■ Page excerpt:
▬▬▬▬▬▬▬▬▬▬
I can’t see that Jesus gives us much more than this today.

And maybe this is all we need to turn our heads away from what doesn’t matter to what does so as to live as faithful ones in the world now.

Indeed, certainly it is simply this.

Jesus offers now this truth that what matters first and last is our relationship with the One before whom we kneel in repentance. And when this is so, even if we are only beginning to turn in that direction, all the rest will surely follow. For only then, it seems to me, will all of our understandable attempts to try to understand what we likely will never comprehend this side of what God has in store for us simply fall away, leaving us to seek always only to love with the same love God holds for us all.

  • As is yours, my newsfeed is saturated right now with images and stories of the war on Ukraine so that is the context within which I find myself wondering about Jesus’ words today. Your context may call you to consider other places and ways this Gospel speaks.  Where do you find yourself led today?
  • It seems to me that Jesus is turning us away from questions which have no earthly answers, away from easy straight-line conclusions about human suffering.  Does this make sense to you?
  • What does it mean to you that we are given one more year (one more day, one more hour) to turn in the direction to which we are called? What difference might it make for us to let the unanswerable questions simply fall away as we recognize, if only for an instant at a time, that our relationship with God is what matters? How might that change everything?
▬▬▬▬▬▬▬▬▬▬
■ Exercises:
a - Write out the part of the Gospel reflection between "And maybe this" and "is simply this.", inclusive.
b - Continue the Gospel reflection from the point where it stops.

■ Recorded information:
▬▬▬▬▬▬▬▬▬▬
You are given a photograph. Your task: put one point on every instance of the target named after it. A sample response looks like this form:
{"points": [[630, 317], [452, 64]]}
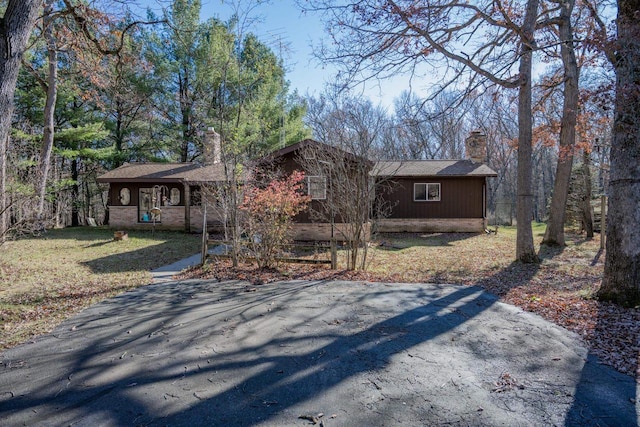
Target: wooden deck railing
{"points": [[324, 248]]}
▬▬▬▬▬▬▬▬▬▬
■ Numbered responses:
a -
And maybe this is all we need to turn our heads away from what doesn’t matter to what does so as to live as faithful ones in the world now.

Indeed, certainly it is simply this.

b -
  • All of my wondering here is not to say that the sources of human suffering should not be stopped. They should be. They must be. And yet, Jesus does not go there today. I, for one, cannot help but wonder if the posture of repentance he calls for in us now might also be the beginning of addressing the root causes of preventable human suffering. What do you think?

2 comments

  1. We so very much want straight – line understandings of ourselves, others, and certainly of God. We want to make sense of our world, and when we cannot, we blame ourselves, others, and certainly God. The randomness of life is terrifying for most of us. Allowing God to be God means I must admit that I don’t have as much control as I would like. Yes, I can not smoke and therefore avoid lung cancer (perhaps), but I can also do everything right health wise and be hit by a car while out jogging. So I encourage my folk to not spend too much time on questions that don’t have answers this side of paradise. And I also encourage them to be and remain in community with each other, as together we struggle with the wonder, majesty and pure awesomeness that is God.

    • Janet Hunt says:

      Obviously, I share your sense of how we want to make sense of the world. I think your encouragement to your people is well placed and wise. Thank you for reading and for sharing your thoughts!